--- Start ---
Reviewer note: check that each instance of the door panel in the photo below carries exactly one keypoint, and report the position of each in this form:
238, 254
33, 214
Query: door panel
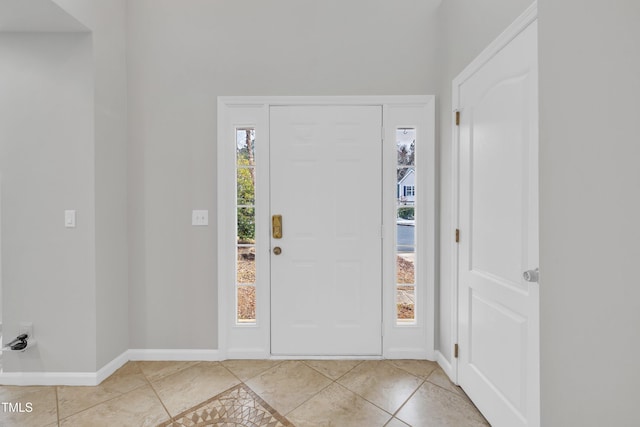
325, 182
499, 337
--- End ---
* [DIRECTIONS FOR THIS TASK]: Make an exact copy of the whole listing, but don't bring over any pictures.

* [PROBLEM SOLUTION]:
Reviewer note: check that each instance of the door panel in the photo below carries exactly one keypoint, and report the position of each in this form:
238, 254
33, 214
Query: door panel
325, 182
499, 337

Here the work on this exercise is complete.